→ Exercise
Repeat everything in the listing below. Keep each line exact.

→ Supplied data
● ● ●

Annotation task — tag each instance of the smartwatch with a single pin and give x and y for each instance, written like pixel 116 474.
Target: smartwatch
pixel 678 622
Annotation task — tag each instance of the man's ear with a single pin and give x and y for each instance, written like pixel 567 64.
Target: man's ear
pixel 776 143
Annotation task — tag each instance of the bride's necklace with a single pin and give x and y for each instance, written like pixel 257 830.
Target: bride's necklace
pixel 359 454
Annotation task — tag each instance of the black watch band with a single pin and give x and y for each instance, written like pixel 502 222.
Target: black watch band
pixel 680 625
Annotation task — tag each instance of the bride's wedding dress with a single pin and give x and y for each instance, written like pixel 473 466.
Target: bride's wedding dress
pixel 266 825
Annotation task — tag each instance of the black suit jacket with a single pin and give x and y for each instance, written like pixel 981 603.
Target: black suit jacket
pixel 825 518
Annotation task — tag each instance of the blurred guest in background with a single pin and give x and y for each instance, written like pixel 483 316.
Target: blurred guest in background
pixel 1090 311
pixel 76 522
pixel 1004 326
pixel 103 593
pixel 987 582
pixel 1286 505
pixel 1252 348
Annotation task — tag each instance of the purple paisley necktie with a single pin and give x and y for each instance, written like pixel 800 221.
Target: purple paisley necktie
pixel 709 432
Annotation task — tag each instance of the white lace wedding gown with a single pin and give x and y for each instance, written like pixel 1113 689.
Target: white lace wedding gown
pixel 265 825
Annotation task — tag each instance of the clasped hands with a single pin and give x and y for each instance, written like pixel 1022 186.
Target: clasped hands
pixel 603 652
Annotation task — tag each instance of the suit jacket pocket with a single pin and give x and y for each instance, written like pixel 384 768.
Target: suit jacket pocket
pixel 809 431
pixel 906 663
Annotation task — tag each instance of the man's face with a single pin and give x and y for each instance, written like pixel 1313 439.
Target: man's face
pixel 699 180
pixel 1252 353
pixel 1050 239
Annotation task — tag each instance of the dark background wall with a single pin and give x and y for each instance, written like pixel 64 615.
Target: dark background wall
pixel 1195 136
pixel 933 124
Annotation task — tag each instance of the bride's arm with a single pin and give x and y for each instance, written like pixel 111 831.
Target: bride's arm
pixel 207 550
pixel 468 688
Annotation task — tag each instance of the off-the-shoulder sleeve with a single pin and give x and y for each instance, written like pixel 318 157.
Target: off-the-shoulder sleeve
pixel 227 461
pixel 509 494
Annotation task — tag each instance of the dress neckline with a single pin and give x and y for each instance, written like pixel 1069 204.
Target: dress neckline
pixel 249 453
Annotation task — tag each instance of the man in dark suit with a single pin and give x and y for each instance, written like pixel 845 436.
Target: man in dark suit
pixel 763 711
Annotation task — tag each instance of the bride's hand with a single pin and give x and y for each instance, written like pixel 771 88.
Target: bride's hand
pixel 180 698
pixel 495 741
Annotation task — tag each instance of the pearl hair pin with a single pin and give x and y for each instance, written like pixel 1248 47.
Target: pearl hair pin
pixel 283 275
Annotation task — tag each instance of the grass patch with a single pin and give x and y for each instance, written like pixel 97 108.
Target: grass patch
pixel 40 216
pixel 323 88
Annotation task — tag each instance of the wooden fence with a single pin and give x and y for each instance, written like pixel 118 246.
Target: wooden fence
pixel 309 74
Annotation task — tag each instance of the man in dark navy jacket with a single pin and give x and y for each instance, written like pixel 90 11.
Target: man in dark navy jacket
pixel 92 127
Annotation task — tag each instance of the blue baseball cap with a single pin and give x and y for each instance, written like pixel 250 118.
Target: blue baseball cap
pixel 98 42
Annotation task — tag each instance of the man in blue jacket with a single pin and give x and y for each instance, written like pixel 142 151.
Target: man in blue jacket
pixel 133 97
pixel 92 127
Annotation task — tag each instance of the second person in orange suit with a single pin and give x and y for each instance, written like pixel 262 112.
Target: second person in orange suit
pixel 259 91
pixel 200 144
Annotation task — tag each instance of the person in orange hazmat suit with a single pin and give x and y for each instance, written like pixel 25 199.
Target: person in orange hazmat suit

● ● ●

→ The answer
Annotation task — tag each instance of the smartwatch with a single pin and give x and y for each instance, written like pixel 116 474.
Target: smartwatch
pixel 678 622
Annotation task — tag each instance of the man's ear with a single pin and give x and y for each instance, written like pixel 567 64.
Target: man's ear
pixel 776 143
Annotation task — tag each instance of the bride's necklace with a single pin and give x and y for each instance, written like pixel 257 830.
Target: bride's necklace
pixel 359 454
Annotation task — tag each instance of the black watch band with a single pin and give x and y for each instance, written like pixel 502 222.
Target: black watch band
pixel 680 625
Annotation task — tag each instance of the bride's wedding dress with a single pin and give x and y for each instance, written like pixel 473 466.
Target: bride's wedding dress
pixel 266 825
Annotation task — tag each instance of the black suit jacket with a single pin and give x and y for each instance, written like pixel 981 603.
Target: black suit jacket
pixel 825 518
Annotation task — tag each instance of the blurred guest in background with a single pin and give x and y for each instance, written like pixel 483 316.
Target: blurred guest in background
pixel 1090 311
pixel 76 522
pixel 1004 326
pixel 103 593
pixel 987 582
pixel 1286 505
pixel 1252 348
Annotation task — tag each instance of the purple paisley necktie with a single pin and give x and y for each instance, written like pixel 800 221.
Target: purple paisley necktie
pixel 709 432
Annotation task — tag each instance of the white lace wedding gown with a single pin and give x and y for each instance, written like pixel 1113 689.
Target: white lace wedding gown
pixel 265 825
Annotation task — tag each instance of the clasped hands with a single pin and give x and y for each instance, written like pixel 1022 186.
Target: clasped hands
pixel 603 652
Annotation task — tag each instance of the suit jacket pocket with a single pin and give x and y for each instance, written like pixel 384 768.
Target: suit jacket pocket
pixel 809 431
pixel 906 663
Annotation task — tag each instance of the man's face with a single pin and give x and y for each instance, written like pixel 1313 439.
Target: man's face
pixel 699 180
pixel 1252 353
pixel 1050 239
Annotation task — tag each instance of the dark background wall with a single pin and give x and y for each instance, written like pixel 64 615.
Target: dark background wall
pixel 1195 136
pixel 933 124
Annotation task — tag each instance of the bride's arm with a single pin and give x and y for each instance, written like pixel 111 831.
Target: bride's arm
pixel 207 550
pixel 468 688
Annotation task — tag each instance of the off-the-shoulder sleeve with a single pin and give x and y for each instance, written like pixel 318 157.
Target: off-the-shoulder sleeve
pixel 227 461
pixel 509 494
Annotation task — tag each instance of the dress neckline with a single pin and give x and y for each instance, written like pixel 1069 204.
Target: dress neckline
pixel 249 453
Annotation task — tag each instance of the man in dark suit with a single pin and give x and y for each instance, written like pixel 845 436.
Target: man in dark suit
pixel 763 711
Annotation task — tag each instance of the bride's hand with a single pin and give x and y for each instance, written like pixel 771 88.
Target: bride's hand
pixel 180 698
pixel 495 741
Annotation task — tag each instance of the pearl hair pin with a single pin and give x and y for each instance, written like pixel 1248 47.
Target: pearl hair pin
pixel 283 275
Annotation task — tag each instance of the grass patch with a single pin and give x and y for each instance, written like pixel 97 108.
Target: grass patch
pixel 40 216
pixel 323 88
Annotation task — tag each instance of the wooden fence with a single pin and give x and y for each instance, written like pixel 118 246.
Target: wooden fence
pixel 309 74
Annotation task — tag each instance of the man in dark navy jacket with a single pin and give x and y for each instance, written like pixel 90 11.
Target: man in dark navy jacket
pixel 92 127
Annotation task — tag each instance of the blue baseball cap with a single pin and give x and y for each instance, written like pixel 250 118.
Target: blue baseball cap
pixel 98 42
Annotation task — tag each instance of the man in blue jacket with a single pin and give x and y for each instance, written like pixel 142 151.
Target: man in blue jacket
pixel 133 97
pixel 92 127
Annotation task — tag each instance of the second person in orange suit with a single pin and give x and y for each instance, written like pixel 262 112.
Target: second person in orange suit
pixel 259 91
pixel 200 144
Annotation task — tag each instance of the person in orange hazmat suit with a single pin and give x and y for each instance, written like pixel 25 199.
Target: person in orange hazmat suit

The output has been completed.